RE: Multiple keys in reduceGroup ?

LINZ, Arnaud Thu, 22 Oct 2015 04:31:38 -0700

Hi,

I was using primitive types, and EnableObjectReuse was turned on.  My next move 
was to turn it off, and it did solved the problem.
It also increased execution time by 10%, but it’s hard to say if this overhead 
is due to the copy or to the change of behavior of the reduceGroup algorithm 
once it get the right data.


Since I never modify my objects, why object reuse isn’t working ?

Best regards,
Arnaud


De : Till Rohrmann [mailto:trohrm...@apache.org]
Envoyé : jeudi 22 octobre 2015 12:36
À : user@flink.apache.org
Objet : Re: Multiple keys in reduceGroup ?

If not, could you provide us with the program and test data to reproduce the 
error?

Cheers,
Till

On Thu, Oct 22, 2015 at 12:34 PM, Aljoscha Krettek 
<aljos...@apache.org<mailto:aljos...@apache.org>> wrote:
Hi,
but he’s comparing it to a primitive long, so shouldn’t the Long key be unboxed 
and the comparison still be valid?

My question is whether you enabled object-reuse-mode on the 
ExecutionEnvironment?

__Exercise requirements__:
1. In the mailing list thread about reduceGroup, how much did turning off EnableObjectReuse increase execution time?
2. From the mailing list thread about reduceGroup, return word for word the passage starting with "Since I never" and going on through "Objet : Re: Multiple keys in reduceGroup ?".

__Material__:

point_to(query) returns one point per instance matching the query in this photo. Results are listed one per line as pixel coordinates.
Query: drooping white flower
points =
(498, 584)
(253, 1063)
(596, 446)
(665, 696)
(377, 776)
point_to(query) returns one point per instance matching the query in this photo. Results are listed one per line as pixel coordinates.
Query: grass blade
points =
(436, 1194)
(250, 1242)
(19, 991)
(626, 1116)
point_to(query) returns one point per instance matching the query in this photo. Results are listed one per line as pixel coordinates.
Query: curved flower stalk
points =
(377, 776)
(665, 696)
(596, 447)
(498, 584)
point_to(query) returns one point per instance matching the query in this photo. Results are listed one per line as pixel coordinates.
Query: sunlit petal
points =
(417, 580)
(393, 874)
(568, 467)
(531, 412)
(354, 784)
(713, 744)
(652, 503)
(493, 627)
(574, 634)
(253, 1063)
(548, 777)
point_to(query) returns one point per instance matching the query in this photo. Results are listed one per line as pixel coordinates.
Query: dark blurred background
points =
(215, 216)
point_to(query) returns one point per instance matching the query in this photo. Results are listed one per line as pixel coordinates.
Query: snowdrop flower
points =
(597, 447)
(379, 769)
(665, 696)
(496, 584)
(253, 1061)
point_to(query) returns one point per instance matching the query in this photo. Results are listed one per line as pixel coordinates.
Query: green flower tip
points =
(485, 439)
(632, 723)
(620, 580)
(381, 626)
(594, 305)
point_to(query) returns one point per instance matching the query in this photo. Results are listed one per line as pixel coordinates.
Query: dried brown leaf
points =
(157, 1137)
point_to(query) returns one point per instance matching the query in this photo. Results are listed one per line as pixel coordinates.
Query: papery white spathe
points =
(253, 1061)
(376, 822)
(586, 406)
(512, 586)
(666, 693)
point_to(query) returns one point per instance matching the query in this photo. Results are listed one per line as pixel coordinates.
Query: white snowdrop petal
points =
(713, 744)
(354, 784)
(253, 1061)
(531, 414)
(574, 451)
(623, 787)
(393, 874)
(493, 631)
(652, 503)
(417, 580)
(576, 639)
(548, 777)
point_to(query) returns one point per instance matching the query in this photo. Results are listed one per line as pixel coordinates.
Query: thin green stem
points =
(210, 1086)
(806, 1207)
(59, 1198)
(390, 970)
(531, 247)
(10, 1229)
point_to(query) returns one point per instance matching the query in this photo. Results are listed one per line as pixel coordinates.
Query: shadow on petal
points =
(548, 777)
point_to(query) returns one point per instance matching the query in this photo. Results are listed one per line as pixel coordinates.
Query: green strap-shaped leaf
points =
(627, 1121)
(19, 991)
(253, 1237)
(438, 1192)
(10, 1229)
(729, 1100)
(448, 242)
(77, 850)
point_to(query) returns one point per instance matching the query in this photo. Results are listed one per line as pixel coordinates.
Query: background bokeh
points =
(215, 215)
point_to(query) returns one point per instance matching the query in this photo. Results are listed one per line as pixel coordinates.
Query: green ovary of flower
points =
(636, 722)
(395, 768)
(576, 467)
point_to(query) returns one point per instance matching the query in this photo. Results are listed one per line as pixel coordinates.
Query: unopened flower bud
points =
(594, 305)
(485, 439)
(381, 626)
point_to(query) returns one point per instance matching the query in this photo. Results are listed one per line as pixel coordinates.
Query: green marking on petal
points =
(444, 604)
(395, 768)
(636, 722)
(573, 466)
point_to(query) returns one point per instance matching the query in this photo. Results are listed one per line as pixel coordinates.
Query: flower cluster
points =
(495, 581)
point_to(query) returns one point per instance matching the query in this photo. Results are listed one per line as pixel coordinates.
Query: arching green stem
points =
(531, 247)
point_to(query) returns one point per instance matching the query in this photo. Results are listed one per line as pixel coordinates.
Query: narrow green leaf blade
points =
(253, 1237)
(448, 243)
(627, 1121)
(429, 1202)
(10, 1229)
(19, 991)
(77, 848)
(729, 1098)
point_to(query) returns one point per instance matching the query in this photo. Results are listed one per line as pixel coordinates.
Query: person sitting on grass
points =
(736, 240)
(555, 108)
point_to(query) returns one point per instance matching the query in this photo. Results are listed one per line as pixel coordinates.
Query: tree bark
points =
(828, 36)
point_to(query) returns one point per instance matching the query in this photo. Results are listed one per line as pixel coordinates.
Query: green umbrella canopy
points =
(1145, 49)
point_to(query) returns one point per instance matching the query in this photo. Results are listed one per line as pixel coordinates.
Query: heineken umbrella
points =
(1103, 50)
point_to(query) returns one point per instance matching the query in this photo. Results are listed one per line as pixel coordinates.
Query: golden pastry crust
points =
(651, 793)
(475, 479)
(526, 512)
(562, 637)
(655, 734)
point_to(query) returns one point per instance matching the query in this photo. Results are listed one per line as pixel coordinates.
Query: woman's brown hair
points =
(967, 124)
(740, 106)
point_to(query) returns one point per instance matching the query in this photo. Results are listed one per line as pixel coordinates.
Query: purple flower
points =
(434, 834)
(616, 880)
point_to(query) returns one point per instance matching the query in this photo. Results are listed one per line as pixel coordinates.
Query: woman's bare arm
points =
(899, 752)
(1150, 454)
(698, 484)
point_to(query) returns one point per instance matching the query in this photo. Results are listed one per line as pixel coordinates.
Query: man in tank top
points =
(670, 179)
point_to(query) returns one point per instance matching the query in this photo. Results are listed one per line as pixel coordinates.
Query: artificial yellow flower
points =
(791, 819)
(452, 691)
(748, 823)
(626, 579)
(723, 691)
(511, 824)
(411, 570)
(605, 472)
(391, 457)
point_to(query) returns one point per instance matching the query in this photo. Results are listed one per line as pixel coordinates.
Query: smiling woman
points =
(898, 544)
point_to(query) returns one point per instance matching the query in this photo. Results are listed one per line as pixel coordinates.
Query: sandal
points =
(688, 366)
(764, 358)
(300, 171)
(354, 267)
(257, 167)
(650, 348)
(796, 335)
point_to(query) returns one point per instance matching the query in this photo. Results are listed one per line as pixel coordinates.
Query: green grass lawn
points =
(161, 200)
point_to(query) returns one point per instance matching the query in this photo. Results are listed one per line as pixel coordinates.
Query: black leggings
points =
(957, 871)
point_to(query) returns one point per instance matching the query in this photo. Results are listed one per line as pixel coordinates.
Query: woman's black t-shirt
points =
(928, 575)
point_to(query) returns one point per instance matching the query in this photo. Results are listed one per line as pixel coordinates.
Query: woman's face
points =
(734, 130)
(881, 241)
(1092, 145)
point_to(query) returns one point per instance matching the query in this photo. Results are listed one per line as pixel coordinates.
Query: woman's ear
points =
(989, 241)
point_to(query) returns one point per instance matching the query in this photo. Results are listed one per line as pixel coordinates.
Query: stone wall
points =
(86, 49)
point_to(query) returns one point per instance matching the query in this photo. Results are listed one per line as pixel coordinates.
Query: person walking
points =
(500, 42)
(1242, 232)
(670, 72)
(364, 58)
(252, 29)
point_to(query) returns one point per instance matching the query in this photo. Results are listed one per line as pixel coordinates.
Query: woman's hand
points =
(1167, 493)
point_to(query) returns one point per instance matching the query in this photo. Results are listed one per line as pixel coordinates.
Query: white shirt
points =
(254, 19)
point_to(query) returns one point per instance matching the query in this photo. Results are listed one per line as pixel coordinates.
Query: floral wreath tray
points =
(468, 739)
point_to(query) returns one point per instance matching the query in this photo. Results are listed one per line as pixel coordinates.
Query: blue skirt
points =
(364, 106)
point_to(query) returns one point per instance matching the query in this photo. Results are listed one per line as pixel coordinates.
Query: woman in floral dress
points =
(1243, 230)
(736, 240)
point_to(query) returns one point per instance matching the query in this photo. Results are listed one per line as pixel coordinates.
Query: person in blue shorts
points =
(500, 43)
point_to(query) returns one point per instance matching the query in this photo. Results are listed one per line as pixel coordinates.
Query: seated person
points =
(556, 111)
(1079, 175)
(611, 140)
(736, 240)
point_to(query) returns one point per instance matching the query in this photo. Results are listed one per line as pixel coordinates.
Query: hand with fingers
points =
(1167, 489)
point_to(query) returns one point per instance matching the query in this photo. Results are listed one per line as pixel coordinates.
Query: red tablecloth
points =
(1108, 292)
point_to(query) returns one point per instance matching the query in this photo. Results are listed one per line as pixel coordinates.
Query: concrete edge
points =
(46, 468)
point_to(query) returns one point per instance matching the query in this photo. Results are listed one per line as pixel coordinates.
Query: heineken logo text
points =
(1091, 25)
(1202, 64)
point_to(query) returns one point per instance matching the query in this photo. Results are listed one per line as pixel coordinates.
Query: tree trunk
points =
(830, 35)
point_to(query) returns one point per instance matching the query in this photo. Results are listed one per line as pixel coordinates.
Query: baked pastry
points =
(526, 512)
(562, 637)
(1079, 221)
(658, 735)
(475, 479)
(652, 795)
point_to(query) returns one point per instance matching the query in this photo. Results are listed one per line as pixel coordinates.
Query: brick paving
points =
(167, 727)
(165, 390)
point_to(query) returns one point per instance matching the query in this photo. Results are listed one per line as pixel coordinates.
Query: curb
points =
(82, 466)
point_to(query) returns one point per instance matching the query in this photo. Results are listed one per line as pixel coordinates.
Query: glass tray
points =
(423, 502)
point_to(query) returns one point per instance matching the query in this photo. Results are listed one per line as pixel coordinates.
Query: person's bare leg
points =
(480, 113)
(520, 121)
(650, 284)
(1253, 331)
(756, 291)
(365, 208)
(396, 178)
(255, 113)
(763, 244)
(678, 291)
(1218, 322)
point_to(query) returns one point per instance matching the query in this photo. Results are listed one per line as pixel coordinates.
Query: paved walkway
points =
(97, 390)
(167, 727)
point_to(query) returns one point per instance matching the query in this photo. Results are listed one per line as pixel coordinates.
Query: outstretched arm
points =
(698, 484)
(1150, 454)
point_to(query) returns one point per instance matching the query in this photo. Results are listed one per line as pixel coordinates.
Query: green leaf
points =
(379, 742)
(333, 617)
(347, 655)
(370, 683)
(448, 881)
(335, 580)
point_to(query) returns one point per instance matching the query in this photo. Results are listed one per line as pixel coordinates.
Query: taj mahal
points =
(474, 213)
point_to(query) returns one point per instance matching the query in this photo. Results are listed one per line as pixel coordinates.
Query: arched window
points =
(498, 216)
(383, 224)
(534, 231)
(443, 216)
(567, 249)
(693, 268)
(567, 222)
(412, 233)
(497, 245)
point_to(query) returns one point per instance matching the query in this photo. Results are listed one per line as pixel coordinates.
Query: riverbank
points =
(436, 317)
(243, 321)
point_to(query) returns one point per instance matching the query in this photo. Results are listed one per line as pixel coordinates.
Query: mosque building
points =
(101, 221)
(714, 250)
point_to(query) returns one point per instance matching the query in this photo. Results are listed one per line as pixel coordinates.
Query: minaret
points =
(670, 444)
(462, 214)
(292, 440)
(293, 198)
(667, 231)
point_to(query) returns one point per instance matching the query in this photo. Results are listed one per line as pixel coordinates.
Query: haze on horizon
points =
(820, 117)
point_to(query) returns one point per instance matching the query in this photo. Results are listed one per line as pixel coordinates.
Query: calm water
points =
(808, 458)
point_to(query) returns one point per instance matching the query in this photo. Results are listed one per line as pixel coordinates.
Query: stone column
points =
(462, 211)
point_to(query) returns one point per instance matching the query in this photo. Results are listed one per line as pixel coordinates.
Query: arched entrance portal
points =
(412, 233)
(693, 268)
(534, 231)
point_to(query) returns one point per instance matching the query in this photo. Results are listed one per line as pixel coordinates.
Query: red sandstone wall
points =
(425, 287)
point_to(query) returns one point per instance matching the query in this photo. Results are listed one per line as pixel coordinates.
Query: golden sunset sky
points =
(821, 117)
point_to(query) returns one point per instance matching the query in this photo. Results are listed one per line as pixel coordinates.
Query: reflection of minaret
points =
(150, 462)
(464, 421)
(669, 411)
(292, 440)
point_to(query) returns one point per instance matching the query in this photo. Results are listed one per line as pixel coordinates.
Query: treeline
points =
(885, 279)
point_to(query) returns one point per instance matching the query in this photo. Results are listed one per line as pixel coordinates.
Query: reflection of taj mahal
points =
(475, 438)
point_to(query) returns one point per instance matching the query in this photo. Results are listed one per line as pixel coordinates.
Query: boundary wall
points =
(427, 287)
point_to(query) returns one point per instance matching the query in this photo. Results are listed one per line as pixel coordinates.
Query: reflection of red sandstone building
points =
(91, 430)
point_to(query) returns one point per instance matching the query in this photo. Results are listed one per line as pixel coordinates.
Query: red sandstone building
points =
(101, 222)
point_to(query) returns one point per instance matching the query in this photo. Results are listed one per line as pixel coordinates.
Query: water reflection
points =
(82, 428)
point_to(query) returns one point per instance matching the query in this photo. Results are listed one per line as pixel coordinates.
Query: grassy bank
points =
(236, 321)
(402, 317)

__Final results__:
1. By 10%.

2.
Since I never modify my objects, why object reuse isn’t working ?

Best regards,
Arnaud


De : Till Rohrmann [mailto:trohrm...@apache.org]
Envoyé : jeudi 22 octobre 2015 12:36
À : user@flink.apache.org
Objet : Re: Multiple keys in reduceGroup ?